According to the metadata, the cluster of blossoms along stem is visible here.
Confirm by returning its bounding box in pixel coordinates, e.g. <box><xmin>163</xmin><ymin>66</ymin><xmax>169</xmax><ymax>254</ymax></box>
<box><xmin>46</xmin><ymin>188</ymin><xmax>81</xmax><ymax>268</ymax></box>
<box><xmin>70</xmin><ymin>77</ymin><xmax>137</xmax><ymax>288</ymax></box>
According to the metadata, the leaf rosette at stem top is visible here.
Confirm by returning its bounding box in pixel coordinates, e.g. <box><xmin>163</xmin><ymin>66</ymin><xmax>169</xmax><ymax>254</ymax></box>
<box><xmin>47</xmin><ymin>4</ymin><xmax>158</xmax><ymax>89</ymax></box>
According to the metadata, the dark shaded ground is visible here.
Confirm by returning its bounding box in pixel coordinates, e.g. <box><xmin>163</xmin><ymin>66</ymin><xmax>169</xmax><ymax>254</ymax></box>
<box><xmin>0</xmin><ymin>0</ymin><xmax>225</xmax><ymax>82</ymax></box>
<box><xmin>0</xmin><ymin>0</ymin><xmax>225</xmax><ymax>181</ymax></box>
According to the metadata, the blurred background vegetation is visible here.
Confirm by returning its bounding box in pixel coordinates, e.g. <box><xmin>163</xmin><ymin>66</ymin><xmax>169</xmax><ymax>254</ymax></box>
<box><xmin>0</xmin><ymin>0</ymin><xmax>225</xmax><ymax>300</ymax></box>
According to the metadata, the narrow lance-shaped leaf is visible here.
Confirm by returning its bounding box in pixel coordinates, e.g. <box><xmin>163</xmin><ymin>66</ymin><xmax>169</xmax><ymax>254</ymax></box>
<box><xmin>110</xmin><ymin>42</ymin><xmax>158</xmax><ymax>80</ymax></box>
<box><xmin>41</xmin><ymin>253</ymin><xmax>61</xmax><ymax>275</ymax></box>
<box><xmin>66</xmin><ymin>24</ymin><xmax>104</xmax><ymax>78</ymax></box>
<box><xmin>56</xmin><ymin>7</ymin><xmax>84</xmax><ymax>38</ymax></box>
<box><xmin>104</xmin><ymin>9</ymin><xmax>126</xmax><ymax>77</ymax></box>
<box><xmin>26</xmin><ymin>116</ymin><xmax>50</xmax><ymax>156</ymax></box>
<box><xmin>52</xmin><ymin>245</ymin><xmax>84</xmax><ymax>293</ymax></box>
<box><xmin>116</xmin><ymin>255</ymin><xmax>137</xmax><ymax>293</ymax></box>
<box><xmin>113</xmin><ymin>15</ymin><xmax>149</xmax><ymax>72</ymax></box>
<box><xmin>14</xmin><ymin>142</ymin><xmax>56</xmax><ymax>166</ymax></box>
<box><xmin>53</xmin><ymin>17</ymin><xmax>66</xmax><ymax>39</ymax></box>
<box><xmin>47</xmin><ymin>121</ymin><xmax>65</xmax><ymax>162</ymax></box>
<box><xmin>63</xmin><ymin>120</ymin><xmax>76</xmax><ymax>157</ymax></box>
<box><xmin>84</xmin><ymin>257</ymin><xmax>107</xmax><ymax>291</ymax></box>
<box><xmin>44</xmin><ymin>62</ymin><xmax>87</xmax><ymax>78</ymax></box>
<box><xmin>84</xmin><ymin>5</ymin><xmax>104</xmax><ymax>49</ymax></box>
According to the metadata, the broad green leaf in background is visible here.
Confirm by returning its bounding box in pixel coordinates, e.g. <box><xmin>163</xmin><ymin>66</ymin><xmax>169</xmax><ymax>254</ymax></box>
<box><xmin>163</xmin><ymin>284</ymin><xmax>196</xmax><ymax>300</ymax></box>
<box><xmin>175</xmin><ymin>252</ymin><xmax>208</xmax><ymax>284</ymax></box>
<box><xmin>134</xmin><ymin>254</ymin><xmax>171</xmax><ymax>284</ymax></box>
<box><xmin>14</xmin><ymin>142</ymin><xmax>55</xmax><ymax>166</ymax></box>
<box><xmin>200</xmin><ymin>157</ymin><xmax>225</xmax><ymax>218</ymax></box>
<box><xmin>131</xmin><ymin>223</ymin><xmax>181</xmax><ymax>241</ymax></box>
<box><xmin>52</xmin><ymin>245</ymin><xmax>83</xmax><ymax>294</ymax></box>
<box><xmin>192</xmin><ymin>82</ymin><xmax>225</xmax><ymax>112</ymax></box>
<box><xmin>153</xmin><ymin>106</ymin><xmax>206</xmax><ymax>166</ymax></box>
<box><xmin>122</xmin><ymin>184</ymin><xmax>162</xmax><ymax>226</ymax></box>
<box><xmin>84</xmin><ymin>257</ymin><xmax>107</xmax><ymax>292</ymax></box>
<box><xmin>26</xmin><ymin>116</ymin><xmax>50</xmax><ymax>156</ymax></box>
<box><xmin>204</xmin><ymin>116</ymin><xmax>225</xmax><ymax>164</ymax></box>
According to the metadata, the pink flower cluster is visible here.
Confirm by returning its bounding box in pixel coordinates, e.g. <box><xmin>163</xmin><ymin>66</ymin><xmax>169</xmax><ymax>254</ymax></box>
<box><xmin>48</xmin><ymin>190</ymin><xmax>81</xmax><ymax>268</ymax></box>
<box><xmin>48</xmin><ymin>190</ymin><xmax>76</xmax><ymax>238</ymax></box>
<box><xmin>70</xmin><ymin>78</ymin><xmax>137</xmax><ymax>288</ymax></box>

******

- [What needs to be done]: Copy out the data above without any changes, starting at the line that contains "According to the metadata, the pink" and ending with the final line of the data.

- [In response]:
According to the metadata, the pink flower cluster is visible here.
Confirm by returning its bounding box in pixel coordinates, e.g. <box><xmin>163</xmin><ymin>66</ymin><xmax>169</xmax><ymax>254</ymax></box>
<box><xmin>48</xmin><ymin>190</ymin><xmax>81</xmax><ymax>268</ymax></box>
<box><xmin>48</xmin><ymin>190</ymin><xmax>76</xmax><ymax>238</ymax></box>
<box><xmin>70</xmin><ymin>78</ymin><xmax>137</xmax><ymax>288</ymax></box>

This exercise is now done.